PROVIDED PASSAGE:
[START]

Sure but I don't know what to do after
you need to find the limit of g(x) when x->a
so see if the limit of (x^2-a^2)/(x-a) as x->a is equal to g(a) = 8
in order to find the limit of (x^2-a^2)/(x-a) as x->a use my hint.
[continuous means lim g(x) as x->a = g(a) ]
@neonpolarbears are you there ?
sorry i'm trying to work out the problem but it's just not making sense
have you calculated the limit of (x^2-a^2)/(x-a) as x->a ?
what did you get ?
does that get factored and cancelled?
yes x-a will cancel
(x^2-a^2)/(x-a) = (x-a)(x+a)/(x-a) = x+a what is the limit of x+a as x->a ?
so now we have lim g(x) as x->a = 2a and we need (for continuity) that this limit will be equal to g(a) which is 8. so what is a then for g(x) to be continuous ?
i'm so lost..
i have no idea how you got x to be approaching a
ok, continuous function at a point x=a satisfies the condition: lim g(x) as x->a = g(a) understand so far ?
this is the definition of continuous
tbh, constantly rewriting "the lim of so and so" just confuses me
is there a way to solve it without formally writing everything?
now lim g(x) as x->a = lim (x^2-a^2)/(x-a) as x->a = and as you said = 2a
this is what is mean when i write lim of something as x goes to something
i can understand it, just all the letters get overwhelming :/
im sorry for that :( i will write it
idk what you mean by 2a=g(a)=8
we found that limg(x) = 2a x->a right ? so now accroding to the definition for g(x) to be continuous limg(x) = g(a) x->a so we need 2a = g(a) but g(a) = 8 ( it is given in the question) so 2a = 8
then just solve for a?
sorry that took a long time - this is frustrating
but 2a=8 is not the important part as you know I hope you understand the procedure
if you have another question and you want to do it together ill be happy to help
(and im sorry for my english)

[END]

DATA SECTION:
[START]

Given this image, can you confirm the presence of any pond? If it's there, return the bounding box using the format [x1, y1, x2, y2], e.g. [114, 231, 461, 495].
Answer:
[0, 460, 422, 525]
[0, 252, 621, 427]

[END]

SHORT PROBLEM 1:
Write out the stretch of the continuity thread from "yes x-a will" through "be continuous ?", changing "continuity" to "continuity at x=a".
SHORT PROBLEM 2:
In the continuity thread, shorten the paragraph that begins "we found that limg(x) = 2a" and keep its main facts.
SHORT PROBLEM 3:
Do these statements agree with the continuity thread? Answer yes or no for each, and quote the words that decide it.
(a) The factor that cancels is x-a.
(b) The value of g(a) is given in the problem as 8.
(c) The helper calls 2a=8 the most important part.
None of the material is needed here.

OUTPUT 1:
yes x-a will cancel
(x^2-a^2)/(x-a) = (x-a)(x+a)/(x-a) = x+a what is the limit of x+a as x->a ?
so now we have lim g(x) as x->a = 2a and we need (for continuity at x=a) that this limit will be equal to g(a) which is 8. so what is a then for g(x) to be continuous ?

OUTPUT 2:
The limit of g(x) as x approaches a is 2a. By the definition of continuity, this limit must equal g(a). Since g(a) is given as 8, 2a = 8.

OUTPUT 3:
(a) Yes: "yes x-a will cancel"
(b) Yes: "g(a) = 8 ( it is given in the question)"
(c) No: "2a=8 is not the important part"